======== Supplied records ========

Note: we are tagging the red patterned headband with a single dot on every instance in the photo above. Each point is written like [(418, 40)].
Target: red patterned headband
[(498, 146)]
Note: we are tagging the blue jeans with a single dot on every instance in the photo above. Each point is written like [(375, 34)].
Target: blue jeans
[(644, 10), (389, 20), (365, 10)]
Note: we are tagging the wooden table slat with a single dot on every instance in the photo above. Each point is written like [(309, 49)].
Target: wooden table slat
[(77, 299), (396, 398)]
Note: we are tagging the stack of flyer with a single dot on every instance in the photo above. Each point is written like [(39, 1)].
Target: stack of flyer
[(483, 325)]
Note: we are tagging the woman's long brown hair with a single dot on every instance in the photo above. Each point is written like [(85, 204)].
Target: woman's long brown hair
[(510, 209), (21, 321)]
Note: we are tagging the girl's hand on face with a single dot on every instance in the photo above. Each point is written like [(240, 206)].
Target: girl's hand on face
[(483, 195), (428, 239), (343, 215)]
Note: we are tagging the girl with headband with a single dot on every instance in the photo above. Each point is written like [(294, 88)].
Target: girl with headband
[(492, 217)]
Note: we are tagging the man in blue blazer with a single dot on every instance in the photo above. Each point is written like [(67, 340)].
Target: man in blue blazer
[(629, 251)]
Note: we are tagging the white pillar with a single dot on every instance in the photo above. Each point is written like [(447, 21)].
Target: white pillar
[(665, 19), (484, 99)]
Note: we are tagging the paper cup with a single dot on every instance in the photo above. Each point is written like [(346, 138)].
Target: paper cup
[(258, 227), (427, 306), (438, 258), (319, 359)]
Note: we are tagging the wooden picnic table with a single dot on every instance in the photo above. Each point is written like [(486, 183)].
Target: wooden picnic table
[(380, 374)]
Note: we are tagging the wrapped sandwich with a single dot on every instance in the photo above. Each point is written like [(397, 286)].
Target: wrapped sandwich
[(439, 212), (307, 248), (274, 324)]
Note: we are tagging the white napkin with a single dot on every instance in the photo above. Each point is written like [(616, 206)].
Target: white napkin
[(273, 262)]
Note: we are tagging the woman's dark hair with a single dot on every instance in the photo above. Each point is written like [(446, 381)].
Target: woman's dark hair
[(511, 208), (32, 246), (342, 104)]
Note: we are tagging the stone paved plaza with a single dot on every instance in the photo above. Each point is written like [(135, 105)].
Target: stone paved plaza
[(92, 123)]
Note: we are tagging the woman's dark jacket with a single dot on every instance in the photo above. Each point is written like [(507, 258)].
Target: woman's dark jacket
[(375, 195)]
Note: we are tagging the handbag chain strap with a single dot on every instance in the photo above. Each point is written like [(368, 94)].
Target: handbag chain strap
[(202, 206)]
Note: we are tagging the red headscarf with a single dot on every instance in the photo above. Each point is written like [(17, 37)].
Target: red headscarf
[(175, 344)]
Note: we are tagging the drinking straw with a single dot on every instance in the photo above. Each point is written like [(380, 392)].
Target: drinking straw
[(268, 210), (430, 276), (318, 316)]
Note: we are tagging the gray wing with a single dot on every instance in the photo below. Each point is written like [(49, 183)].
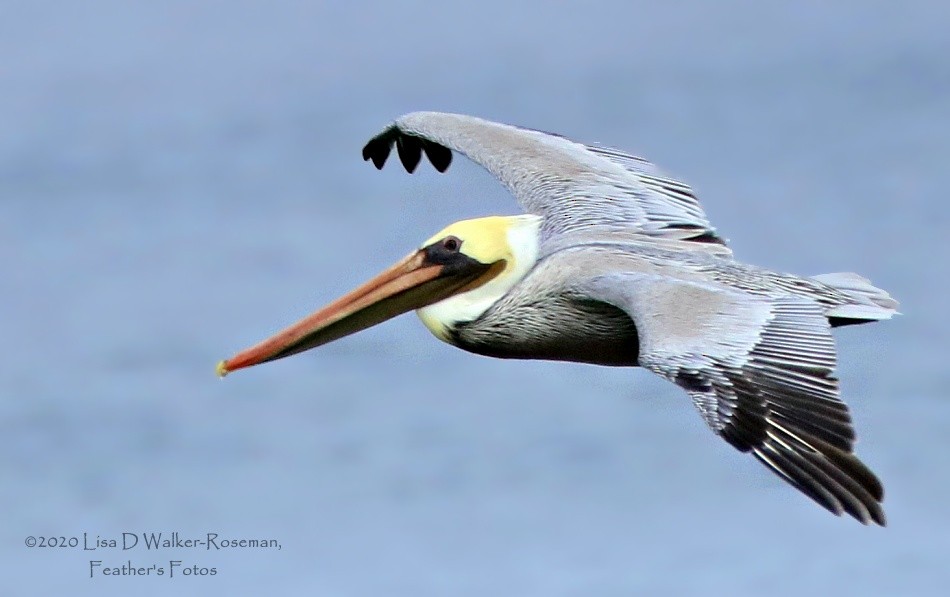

========

Set problem –
Return all of the records above word for word, leaving out the pictures.

Answer for this exercise –
Note: we are tagging the red patterned headband with a single dot on every instance in the photo above. Each point is written like [(418, 40)].
Target: red patterned headband
[(498, 146)]
Note: we are tagging the blue jeans with a single dot on every instance in the photo above. Each point is written like [(375, 34)].
Target: blue jeans
[(644, 10), (389, 20), (365, 10)]
Note: we are tagging the wooden table slat with a single dot on every instance in the photo above. Each point is written like [(309, 49)].
Target: wooden table slat
[(77, 299), (396, 398)]
Note: we are tagging the stack of flyer with a single dot on every instance in the photo above. Each point is written like [(39, 1)].
Target: stack of flyer
[(483, 325)]
Note: we are tagging the woman's long brown hair with a single dot on every instance in the photo above. Each point is written like [(85, 204)].
Target: woman's long brown hair
[(510, 209), (21, 321)]
Note: we are tagging the girl's hand on face with a single dot on every instance in the photo above. Each point is written like [(240, 206)].
Target: girl's hand on face
[(483, 195), (428, 239), (343, 215)]
Note: we are tagging the girl with headband with a single dot on every instance in the photo above. Each point is written like [(294, 88)].
Target: girl with headband
[(492, 217)]
Note: we are tagging the man in blue blazer with a single dot on every instance in the photo above. Each point is written like [(67, 340)].
Target: man in blue blazer
[(629, 251)]
Note: we are tagging the white pillar with a single dot on every instance in the photo above. Each point is written like [(447, 21)].
Target: white pillar
[(665, 19), (484, 99)]
Note: we are tagging the paper cup with a single dot on every instance in the photo above. Each point is written like [(346, 138)].
Target: paper cup
[(258, 227), (427, 306), (438, 258), (319, 359)]
Note: we are tagging the wooden picnic table with a single dot on every instance in the photo above. Each point is written like [(486, 183)].
Target: wooden picnic table
[(380, 374)]
Note: we are tagging the wrapped sandwich with a single dot on every instance in the photo above. Each point is written like [(397, 286)].
Target: wrapped sandwich
[(439, 212), (307, 248), (274, 324)]
Note: we are tagging the white napkin with a single dot on every instance in the photo above. Each point is written like [(616, 206)].
Target: white napkin
[(273, 262)]
Note: we are tagging the woman's dark hair with a single dot on every instance in the photo above. Each point is written like [(446, 381)].
Target: woman's dark hair
[(511, 208), (32, 246), (342, 104)]
Note: we are tagging the stone paved plaza with a single dot on every instance in the photo above. Each point is written like [(135, 105)].
Target: stone paved plaza
[(92, 123)]
Note: we are tagging the woman's dark jacket with a single dot on every instance in the photo above. Each point is written like [(507, 258)].
Target: woman's dark jacket
[(375, 195)]
Note: we are tagging the handbag chain strap with a single dot on every instance in the photo above. Each point is written like [(368, 94)].
Target: handbag chain strap
[(202, 206)]
Note: we are tagging the red headscarf with a single dot on every instance in the photo above. Each point is written like [(17, 37)].
Target: red headscarf
[(175, 344)]
Note: we are tagging the drinking straw with a single dot on every instance in the photo above. Each point is written like [(380, 392)].
Target: drinking straw
[(268, 210), (430, 276), (318, 316)]
Note: we are tagging the gray wing with a single dot on every instance in the photo below. Each point is written like [(49, 183)].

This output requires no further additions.